What you are asked to do: From the records below, copy out each line that has the word "trousers".

Point-per-instance localization data:
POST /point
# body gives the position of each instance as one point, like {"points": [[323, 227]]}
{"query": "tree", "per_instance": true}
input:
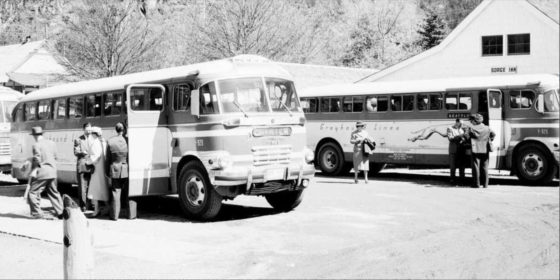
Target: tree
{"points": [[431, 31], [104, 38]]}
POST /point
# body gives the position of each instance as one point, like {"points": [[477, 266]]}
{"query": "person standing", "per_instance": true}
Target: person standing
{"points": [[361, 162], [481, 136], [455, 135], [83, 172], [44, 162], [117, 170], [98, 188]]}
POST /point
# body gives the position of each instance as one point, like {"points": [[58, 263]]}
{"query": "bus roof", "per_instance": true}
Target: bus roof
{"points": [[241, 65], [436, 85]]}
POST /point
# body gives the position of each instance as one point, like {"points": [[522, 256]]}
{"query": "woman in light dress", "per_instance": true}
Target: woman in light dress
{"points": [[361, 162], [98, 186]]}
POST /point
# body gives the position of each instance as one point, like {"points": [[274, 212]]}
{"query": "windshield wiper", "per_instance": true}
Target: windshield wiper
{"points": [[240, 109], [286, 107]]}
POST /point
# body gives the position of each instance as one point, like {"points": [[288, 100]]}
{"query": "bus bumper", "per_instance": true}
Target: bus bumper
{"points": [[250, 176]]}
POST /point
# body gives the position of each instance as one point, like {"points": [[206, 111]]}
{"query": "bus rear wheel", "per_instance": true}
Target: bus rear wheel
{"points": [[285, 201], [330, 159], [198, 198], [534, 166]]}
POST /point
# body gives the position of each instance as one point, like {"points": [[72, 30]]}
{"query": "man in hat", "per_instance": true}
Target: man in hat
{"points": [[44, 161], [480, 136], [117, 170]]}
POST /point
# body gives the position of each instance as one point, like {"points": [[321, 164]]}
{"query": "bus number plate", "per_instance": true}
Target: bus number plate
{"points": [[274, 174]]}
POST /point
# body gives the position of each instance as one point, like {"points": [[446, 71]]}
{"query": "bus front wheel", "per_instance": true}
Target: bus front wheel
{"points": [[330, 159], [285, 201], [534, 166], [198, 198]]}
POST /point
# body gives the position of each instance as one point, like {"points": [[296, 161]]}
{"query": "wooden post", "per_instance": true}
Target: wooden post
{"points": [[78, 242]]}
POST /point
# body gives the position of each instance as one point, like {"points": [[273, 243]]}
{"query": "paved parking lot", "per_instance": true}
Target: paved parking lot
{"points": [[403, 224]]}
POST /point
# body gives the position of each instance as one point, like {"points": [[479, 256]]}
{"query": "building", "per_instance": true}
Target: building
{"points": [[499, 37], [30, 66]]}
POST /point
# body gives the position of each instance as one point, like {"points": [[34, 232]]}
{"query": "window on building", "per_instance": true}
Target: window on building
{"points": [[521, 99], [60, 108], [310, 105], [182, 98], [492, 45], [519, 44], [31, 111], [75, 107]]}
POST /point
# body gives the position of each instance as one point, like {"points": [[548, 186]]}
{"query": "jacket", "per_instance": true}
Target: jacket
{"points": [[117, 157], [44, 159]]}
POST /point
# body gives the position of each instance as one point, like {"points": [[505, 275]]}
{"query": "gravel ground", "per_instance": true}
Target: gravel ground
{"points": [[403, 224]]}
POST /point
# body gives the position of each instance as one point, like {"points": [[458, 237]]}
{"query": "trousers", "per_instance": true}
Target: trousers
--
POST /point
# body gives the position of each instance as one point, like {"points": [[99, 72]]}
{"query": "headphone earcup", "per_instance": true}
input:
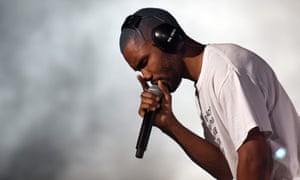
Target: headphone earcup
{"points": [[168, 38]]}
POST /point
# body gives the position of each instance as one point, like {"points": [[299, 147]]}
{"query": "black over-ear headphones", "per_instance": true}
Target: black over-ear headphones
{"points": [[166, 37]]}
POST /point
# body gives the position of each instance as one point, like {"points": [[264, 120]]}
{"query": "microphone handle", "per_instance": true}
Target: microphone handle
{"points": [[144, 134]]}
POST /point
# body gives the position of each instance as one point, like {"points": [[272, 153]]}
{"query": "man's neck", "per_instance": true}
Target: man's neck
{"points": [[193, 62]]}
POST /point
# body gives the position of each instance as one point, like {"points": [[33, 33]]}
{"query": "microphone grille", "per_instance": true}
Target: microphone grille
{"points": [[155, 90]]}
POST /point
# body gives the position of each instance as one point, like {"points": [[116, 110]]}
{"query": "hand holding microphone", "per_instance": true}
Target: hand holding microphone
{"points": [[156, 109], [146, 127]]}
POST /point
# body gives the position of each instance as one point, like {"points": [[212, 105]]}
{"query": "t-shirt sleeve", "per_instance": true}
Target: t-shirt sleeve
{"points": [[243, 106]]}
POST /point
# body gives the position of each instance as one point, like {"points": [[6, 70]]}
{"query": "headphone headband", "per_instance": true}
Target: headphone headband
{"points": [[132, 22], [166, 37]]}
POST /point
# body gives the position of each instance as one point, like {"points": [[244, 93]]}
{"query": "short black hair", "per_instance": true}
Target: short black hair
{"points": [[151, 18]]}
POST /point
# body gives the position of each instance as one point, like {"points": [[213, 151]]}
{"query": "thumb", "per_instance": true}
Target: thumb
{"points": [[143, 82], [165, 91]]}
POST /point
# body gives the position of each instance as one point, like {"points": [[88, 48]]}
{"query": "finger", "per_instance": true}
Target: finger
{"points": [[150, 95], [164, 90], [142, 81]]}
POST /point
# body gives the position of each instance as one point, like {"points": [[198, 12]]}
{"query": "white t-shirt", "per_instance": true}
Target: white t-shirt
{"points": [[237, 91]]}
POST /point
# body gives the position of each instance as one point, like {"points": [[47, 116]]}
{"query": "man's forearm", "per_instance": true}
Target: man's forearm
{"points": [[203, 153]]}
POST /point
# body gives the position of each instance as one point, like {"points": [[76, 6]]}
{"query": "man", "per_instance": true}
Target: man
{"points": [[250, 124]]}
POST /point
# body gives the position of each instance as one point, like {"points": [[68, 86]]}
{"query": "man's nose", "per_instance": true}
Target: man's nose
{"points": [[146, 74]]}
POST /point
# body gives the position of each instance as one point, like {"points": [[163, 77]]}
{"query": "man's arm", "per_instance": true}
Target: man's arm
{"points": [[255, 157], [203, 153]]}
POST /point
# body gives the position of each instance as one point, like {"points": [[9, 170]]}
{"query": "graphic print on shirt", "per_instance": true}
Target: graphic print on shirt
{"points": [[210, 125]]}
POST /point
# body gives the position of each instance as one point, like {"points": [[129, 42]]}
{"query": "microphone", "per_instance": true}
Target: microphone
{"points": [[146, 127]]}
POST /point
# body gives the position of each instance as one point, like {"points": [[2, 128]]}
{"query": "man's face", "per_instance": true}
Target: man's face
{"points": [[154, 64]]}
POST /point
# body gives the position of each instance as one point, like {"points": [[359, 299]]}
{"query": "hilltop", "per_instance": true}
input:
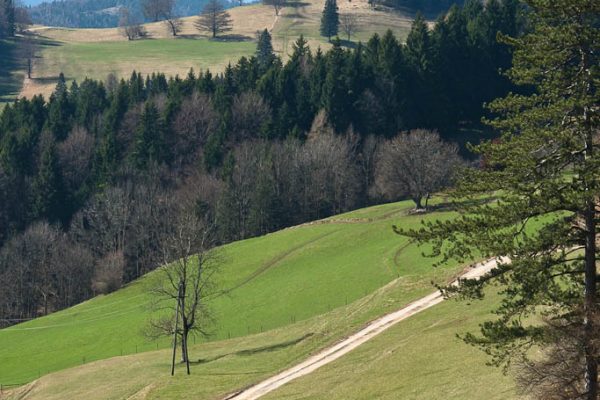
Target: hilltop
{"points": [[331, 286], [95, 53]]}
* * *
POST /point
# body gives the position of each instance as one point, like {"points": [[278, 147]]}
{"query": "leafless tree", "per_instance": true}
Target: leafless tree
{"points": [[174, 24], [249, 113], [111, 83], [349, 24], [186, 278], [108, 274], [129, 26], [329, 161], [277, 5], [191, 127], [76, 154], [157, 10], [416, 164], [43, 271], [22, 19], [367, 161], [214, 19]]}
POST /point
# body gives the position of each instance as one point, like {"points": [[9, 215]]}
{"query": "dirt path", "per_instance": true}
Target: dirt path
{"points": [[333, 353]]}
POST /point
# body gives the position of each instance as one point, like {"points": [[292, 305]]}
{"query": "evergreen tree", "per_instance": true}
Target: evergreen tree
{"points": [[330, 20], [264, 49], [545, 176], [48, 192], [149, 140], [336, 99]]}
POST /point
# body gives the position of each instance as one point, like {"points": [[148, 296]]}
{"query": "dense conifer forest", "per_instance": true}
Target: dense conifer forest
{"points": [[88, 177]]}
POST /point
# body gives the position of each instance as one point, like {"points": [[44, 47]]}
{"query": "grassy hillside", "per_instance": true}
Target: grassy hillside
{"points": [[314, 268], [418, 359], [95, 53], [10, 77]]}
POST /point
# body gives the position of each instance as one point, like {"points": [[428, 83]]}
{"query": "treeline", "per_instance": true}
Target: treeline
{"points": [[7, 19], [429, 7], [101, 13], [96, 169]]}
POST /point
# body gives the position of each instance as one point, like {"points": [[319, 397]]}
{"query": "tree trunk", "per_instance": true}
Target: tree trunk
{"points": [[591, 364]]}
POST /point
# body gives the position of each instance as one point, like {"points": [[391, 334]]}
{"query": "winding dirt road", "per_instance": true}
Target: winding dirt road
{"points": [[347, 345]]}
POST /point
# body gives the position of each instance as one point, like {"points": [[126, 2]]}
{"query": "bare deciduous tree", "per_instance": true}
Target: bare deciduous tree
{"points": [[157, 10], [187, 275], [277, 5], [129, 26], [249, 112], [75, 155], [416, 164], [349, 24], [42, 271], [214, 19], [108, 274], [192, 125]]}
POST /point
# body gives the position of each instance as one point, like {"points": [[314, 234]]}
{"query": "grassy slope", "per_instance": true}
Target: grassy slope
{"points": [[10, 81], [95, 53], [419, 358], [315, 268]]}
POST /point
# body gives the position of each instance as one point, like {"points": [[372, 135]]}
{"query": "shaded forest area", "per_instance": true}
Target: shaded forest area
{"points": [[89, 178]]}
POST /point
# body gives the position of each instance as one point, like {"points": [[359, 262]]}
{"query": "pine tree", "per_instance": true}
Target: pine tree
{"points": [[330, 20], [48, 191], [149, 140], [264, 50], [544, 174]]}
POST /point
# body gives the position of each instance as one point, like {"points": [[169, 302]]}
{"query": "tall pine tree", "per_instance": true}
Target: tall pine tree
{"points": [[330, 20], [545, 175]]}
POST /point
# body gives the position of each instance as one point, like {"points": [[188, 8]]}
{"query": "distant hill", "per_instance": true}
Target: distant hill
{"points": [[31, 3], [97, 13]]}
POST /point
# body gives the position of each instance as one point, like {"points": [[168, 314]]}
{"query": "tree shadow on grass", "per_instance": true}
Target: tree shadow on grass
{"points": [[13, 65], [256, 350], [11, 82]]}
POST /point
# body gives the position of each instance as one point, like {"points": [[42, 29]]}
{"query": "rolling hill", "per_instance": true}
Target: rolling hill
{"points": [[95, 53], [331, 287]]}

Exercise output:
{"query": "trousers", "per_instance": true}
Target: trousers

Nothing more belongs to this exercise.